The problem ::
Please write out, exactly as they appear, the line containing "A point falls on each instance of the wire" and every line after it to the end of the records, and nothing more.

Natural-language object grounding data ::
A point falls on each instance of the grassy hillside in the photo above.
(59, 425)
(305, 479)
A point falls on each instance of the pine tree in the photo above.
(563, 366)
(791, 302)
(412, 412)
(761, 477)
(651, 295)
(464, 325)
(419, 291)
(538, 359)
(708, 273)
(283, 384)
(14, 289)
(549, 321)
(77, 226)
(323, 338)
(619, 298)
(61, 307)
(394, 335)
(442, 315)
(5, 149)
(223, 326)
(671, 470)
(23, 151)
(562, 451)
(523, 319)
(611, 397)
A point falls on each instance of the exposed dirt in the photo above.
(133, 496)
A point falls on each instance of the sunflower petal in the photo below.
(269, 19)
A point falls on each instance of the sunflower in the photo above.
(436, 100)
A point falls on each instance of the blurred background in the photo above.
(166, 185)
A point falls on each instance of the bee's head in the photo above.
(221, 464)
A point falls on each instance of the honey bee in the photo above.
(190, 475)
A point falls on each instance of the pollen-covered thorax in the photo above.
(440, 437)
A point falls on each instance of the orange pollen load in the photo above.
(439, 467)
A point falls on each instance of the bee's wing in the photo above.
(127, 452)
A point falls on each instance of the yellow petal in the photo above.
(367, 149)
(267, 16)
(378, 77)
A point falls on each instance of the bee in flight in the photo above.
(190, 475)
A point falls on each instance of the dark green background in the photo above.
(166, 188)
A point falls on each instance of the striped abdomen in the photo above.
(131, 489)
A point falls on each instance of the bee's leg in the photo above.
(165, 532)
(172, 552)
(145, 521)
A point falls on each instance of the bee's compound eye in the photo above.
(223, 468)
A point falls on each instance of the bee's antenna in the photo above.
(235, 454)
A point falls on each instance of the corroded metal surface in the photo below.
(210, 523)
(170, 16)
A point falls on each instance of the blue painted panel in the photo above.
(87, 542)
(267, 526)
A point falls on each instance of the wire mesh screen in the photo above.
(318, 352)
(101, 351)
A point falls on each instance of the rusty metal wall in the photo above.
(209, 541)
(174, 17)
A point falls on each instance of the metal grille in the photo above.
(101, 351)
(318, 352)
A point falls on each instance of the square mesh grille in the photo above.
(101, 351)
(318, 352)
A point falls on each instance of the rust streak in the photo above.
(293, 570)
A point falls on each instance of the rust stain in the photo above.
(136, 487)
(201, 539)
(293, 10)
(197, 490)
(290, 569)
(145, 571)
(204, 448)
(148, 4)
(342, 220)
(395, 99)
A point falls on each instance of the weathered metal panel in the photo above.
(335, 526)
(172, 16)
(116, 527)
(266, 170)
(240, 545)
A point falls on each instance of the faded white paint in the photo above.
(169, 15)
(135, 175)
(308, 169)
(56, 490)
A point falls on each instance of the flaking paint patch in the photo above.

Expected answer ::
A point falls on each instance of the wire mesh screen in the photo above.
(318, 352)
(101, 351)
A point falls on each instance of the rusty metal wall in the photo above.
(209, 541)
(174, 17)
A point falls on each instance of the metal grille in the photo above.
(101, 351)
(318, 352)
A point falls on each instance of the square mesh grille in the photo above.
(101, 351)
(318, 352)
A point falls on each instance of the rust streak in the photo above.
(293, 570)
A point falls on each instance of the rust stain in the photo above.
(136, 487)
(201, 539)
(293, 10)
(197, 490)
(290, 569)
(145, 571)
(204, 448)
(148, 4)
(342, 220)
(395, 99)
A point falls on each instance of the weathered metal panel in the photo above.
(335, 526)
(172, 16)
(116, 527)
(266, 170)
(240, 545)
A point falls on each instance of the faded white paint in the photo above.
(169, 15)
(135, 175)
(308, 169)
(56, 490)
A point falls on each instance of the flaking paint patch in the photo above.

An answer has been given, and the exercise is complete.